··· TEXTO EM ANÁLISE ···

Apesar da expectável onda de indignações nas redes sociais em finais de Novembro, a medida continua em vigor. Silenciosamente avança a preparação de uma medida de supressão do voto. Nas estimativas da altura do artigo deste jornal, mencionava-se que poderia afectar aproximadamente 50 mil pessoas. Na altura o número médio de casos eram cinco mil, não dez mil. Faça as contas. 

Em que país vivemos onde consideramos aceitável vedar a milhares e milhares de portugueses o direito ao voto, consagrado na Constituição? Que democracia é esta? Uma democracia fraca, possivelmente a mostrar sintomas de uma outra doença: os da apatia política. 

Lei Orgânica n.º3/2020 

Na resposta que recebi da CNE, fiquei a saber que esta medida só se tornou possível devido à aprovação em Assembleia da República da lei orgânica n.º 3/2020, que vem possibilitar o voto antecipado aos cidadãos e cidadãs que contraiam o coronavírus, mas apenas se o confinamento seja decretado até ao décimo dia antes das eleições. É também a lei que diz que se contrair o coronavírus depois de dia 14 de Janeiro, será proibido de votar. Lembre-se desta lei. Lembre-se ainda que foram os deputados e deputadas desta legislatura que consideraram a mesma razoável.

···

**EXERCÍCIOS PROPOSTOS:**
(A) Atualize o trecho do texto em análise que vai de "Apesar da expectável" até "Faça as contas.", inclusive, trocando "redes sociais" por "plataformas digitais".
(B) Prossiga o texto em análise, sobre a Lei Orgânica n.º 3/2020 e o direito ao voto, a partir da última frase apresentada.

··· DADOS APRESENTADOS ···

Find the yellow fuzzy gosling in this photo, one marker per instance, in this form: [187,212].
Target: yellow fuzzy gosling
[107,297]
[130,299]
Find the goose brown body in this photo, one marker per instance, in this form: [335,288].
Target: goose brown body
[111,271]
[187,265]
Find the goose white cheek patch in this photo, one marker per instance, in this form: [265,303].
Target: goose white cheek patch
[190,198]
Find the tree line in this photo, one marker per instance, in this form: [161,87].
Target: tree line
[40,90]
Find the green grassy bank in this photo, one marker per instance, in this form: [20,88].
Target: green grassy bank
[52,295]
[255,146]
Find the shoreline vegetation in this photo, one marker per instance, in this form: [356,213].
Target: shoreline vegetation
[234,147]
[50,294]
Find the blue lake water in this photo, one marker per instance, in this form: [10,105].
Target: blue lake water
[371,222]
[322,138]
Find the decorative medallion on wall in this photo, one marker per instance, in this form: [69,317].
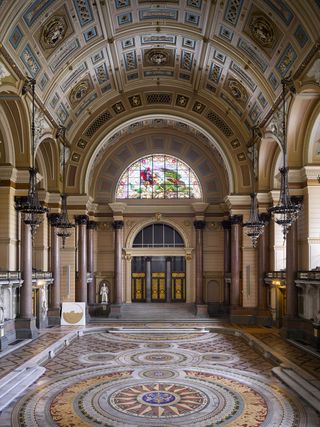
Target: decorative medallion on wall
[54,31]
[237,90]
[262,30]
[158,57]
[80,91]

···

**EXERCÍCIOS RESOLVIDOS:**
(A)
Apesar da expectável onda de indignações nas plataformas digitais em finais de Novembro, a medida continua em vigor. Silenciosamente avança a preparação de uma medida de supressão do voto. Nas estimativas da altura do artigo deste jornal, mencionava-se que poderia afectar aproximadamente 50 mil pessoas. Na altura o número médio de casos eram cinco mil, não dez mil. Faça as contas.

(B)
Na minha pequena edição de bolso da Constituição da República Portuguesa, fui procurar como seria possível uma lei orgânica sobrepor-se à Constituição. Não sendo uma pessoa da área de Direito, questiono-me seriamente: como pode uma lei orgânica sobrepor-se à Constituição? Fui relembrado que o estado de emergência em que vivemos permite a suspensão de determinados direitos. Mas a medida em questão trata-se de um caso inaceitável de subversão do intuito deste (recorrente) estado de emergência. 

Lendo o ponto 6 do artigo 19.º da nossa Constituição, aprendemos que a “declaração do [...] estado de emergência é adequadamente fundamentada e contém a especificação dos direitos, liberdades e garantias cujo exercício fica suspenso”. Estará prevista nesta declaração de estado de emergência a suspensão de direito ao voto para alguns? Admito que não a li. Se constar lá, é inadmissível. Se não estiver, não tornará esta lei orgânica inconstitucional? 

Deixo a questão para os especialistas. Mas não me venham argumentar que suspender o direito ao voto a milhares de portugueses é proporcional, razoável ou qualquer adjectivo que escolham para florear a situação. É inaceitável. 

Um cenário surreal: candidatos impedidos de votar

Serão as primeiras eleições na história do país em que um candidato ou candidata a Presidente da República poderá ser impedido ou impedida de votar nas eleições a que se candidata. Isso mesmo. Nada nos garante que nenhum dos candidatos não se encontre nessa situação. Já imaginou o surreal que seria? Afinal de contas, não há uns mais do que outros, os candidatos e candidatas têm que obedecer à mesma lei que vigora como toda a gente.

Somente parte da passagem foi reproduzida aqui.